_SUPPLIED MATERIAL_.

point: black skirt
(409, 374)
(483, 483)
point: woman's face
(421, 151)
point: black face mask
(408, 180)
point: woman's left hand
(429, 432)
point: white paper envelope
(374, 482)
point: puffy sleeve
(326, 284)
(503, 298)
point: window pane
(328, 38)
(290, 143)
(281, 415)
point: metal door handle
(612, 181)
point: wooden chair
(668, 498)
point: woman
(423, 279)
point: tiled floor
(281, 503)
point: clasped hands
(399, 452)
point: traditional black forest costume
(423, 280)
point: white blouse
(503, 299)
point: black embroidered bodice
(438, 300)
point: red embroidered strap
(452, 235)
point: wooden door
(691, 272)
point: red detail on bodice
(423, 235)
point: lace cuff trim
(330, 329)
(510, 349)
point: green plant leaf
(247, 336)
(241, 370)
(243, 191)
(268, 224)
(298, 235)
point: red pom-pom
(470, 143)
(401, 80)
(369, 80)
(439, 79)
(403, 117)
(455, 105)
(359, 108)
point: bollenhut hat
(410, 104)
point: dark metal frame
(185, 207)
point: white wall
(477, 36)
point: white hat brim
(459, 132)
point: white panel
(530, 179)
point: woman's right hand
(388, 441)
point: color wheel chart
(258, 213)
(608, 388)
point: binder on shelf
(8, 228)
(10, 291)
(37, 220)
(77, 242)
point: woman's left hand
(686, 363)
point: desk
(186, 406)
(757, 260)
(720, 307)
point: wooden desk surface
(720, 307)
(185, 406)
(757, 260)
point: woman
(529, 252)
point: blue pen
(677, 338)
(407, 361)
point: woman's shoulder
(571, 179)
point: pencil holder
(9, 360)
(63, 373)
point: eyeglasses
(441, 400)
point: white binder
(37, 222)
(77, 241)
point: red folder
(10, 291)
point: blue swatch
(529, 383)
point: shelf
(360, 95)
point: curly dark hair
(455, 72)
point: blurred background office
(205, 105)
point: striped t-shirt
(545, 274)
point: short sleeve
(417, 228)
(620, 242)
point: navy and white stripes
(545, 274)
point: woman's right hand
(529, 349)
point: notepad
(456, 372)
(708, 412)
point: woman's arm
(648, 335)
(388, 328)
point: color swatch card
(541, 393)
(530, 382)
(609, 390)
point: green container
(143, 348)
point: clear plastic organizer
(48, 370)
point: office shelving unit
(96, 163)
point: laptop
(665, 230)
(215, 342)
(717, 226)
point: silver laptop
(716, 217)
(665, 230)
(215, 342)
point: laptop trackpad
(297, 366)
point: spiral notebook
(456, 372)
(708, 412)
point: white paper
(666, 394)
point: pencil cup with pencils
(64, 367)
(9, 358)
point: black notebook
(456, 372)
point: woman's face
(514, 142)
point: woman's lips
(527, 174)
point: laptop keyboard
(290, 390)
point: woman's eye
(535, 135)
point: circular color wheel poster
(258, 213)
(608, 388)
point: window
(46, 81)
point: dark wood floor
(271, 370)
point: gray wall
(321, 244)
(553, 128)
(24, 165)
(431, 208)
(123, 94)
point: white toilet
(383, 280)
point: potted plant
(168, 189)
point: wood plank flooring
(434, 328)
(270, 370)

_REQUIREMENTS_.
Convert the records above into a Markdown table with a Row column numbering each line and a Line column holding the line itself, omitting any blank lines.

_EXERCISE RESULT_.
| Row | Line |
|---|---|
| 1 | point: black skirt |
| 2 | (409, 374) |
| 3 | (483, 483) |
| 4 | point: woman's face |
| 5 | (421, 151) |
| 6 | point: black face mask |
| 7 | (408, 180) |
| 8 | point: woman's left hand |
| 9 | (429, 432) |
| 10 | point: white paper envelope |
| 11 | (374, 482) |
| 12 | point: puffy sleeve |
| 13 | (326, 284) |
| 14 | (503, 298) |
| 15 | point: window pane |
| 16 | (328, 38) |
| 17 | (290, 143) |
| 18 | (281, 415) |
| 19 | point: metal door handle |
| 20 | (612, 181) |
| 21 | point: wooden chair |
| 22 | (668, 498) |
| 23 | point: woman |
| 24 | (423, 279) |
| 25 | point: tiled floor |
| 26 | (281, 503) |
| 27 | point: clasped hands |
| 28 | (399, 452) |
| 29 | point: traditional black forest costume |
| 30 | (423, 280) |
| 31 | point: white blouse |
| 32 | (503, 299) |
| 33 | point: black embroidered bodice |
| 34 | (438, 300) |
| 35 | point: red embroidered strap |
| 36 | (452, 235) |
| 37 | point: wooden door |
| 38 | (691, 272) |
| 39 | point: red detail on bodice |
| 40 | (423, 235) |
| 41 | point: lace cuff trim |
| 42 | (330, 329) |
| 43 | (510, 349) |
| 44 | point: green plant leaf |
| 45 | (247, 336) |
| 46 | (241, 370) |
| 47 | (243, 191) |
| 48 | (268, 224) |
| 49 | (298, 235) |
| 50 | point: red pom-pom |
| 51 | (470, 143) |
| 52 | (401, 80) |
| 53 | (369, 80) |
| 54 | (439, 79) |
| 55 | (403, 117) |
| 56 | (455, 105) |
| 57 | (359, 108) |
| 58 | point: bollenhut hat |
| 59 | (410, 104) |
| 60 | point: dark metal frame |
| 61 | (185, 207) |
| 62 | point: white wall |
| 63 | (477, 36) |
| 64 | point: white hat brim |
| 65 | (459, 132) |
| 66 | point: white panel |
| 67 | (530, 179) |
| 68 | point: woman's right hand |
| 69 | (388, 441) |
| 70 | point: color wheel chart |
| 71 | (258, 213) |
| 72 | (608, 388) |
| 73 | point: binder on shelf |
| 74 | (8, 228) |
| 75 | (10, 291) |
| 76 | (37, 220) |
| 77 | (77, 242) |
| 78 | point: woman's left hand |
| 79 | (686, 363) |
| 80 | point: desk |
| 81 | (186, 406) |
| 82 | (757, 260) |
| 83 | (720, 307) |
| 84 | point: wooden desk surface |
| 85 | (720, 307) |
| 86 | (185, 406) |
| 87 | (757, 260) |
| 88 | point: woman |
| 89 | (529, 252) |
| 90 | point: blue pen |
| 91 | (677, 338) |
| 92 | (407, 361) |
| 93 | point: woman's shoulder |
| 94 | (571, 179) |
| 95 | point: pencil holder |
| 96 | (9, 360) |
| 97 | (63, 373) |
| 98 | point: eyeglasses |
| 99 | (441, 400) |
| 100 | point: white binder |
| 101 | (37, 222) |
| 102 | (77, 241) |
| 103 | point: red folder |
| 104 | (10, 291) |
| 105 | point: blue swatch |
| 106 | (529, 383) |
| 107 | point: shelf |
| 108 | (360, 95) |
| 109 | point: curly dark hair |
| 110 | (455, 72) |
| 111 | point: blurred background office |
| 112 | (205, 105) |
| 113 | point: striped t-shirt |
| 114 | (545, 274) |
| 115 | point: short sleeve |
| 116 | (417, 228) |
| 117 | (620, 242) |
| 118 | point: navy and white stripes |
| 119 | (545, 274) |
| 120 | point: woman's right hand |
| 121 | (529, 349) |
| 122 | point: notepad |
| 123 | (456, 372) |
| 124 | (708, 412) |
| 125 | point: woman's arm |
| 126 | (648, 335) |
| 127 | (388, 328) |
| 128 | point: color swatch card |
| 129 | (541, 393) |
| 130 | (530, 382) |
| 131 | (609, 390) |
| 132 | point: green container |
| 133 | (143, 348) |
| 134 | point: clear plastic organizer |
| 135 | (48, 370) |
| 136 | point: office shelving unit |
| 137 | (96, 163) |
| 138 | point: laptop |
| 139 | (665, 230) |
| 140 | (215, 342) |
| 141 | (717, 226) |
| 142 | point: silver laptop |
| 143 | (716, 217) |
| 144 | (665, 230) |
| 145 | (215, 342) |
| 146 | point: laptop trackpad |
| 147 | (297, 366) |
| 148 | point: spiral notebook |
| 149 | (456, 372) |
| 150 | (708, 412) |
| 151 | point: white paper |
| 152 | (666, 394) |
| 153 | point: pencil cup with pencils |
| 154 | (64, 367) |
| 155 | (9, 358) |
| 156 | point: black notebook |
| 157 | (456, 372) |
| 158 | point: woman's face |
| 159 | (514, 142) |
| 160 | point: woman's lips |
| 161 | (527, 174) |
| 162 | point: laptop keyboard |
| 163 | (290, 390) |
| 164 | point: woman's eye |
| 165 | (535, 135) |
| 166 | point: circular color wheel poster |
| 167 | (258, 213) |
| 168 | (608, 388) |
| 169 | point: window |
| 170 | (46, 81) |
| 171 | point: dark wood floor |
| 172 | (271, 370) |
| 173 | point: gray wall |
| 174 | (321, 244) |
| 175 | (553, 128) |
| 176 | (24, 165) |
| 177 | (431, 208) |
| 178 | (123, 94) |
| 179 | point: white toilet |
| 180 | (383, 280) |
| 181 | point: potted plant |
| 182 | (168, 189) |
| 183 | point: wood plank flooring |
| 184 | (434, 328) |
| 185 | (270, 370) |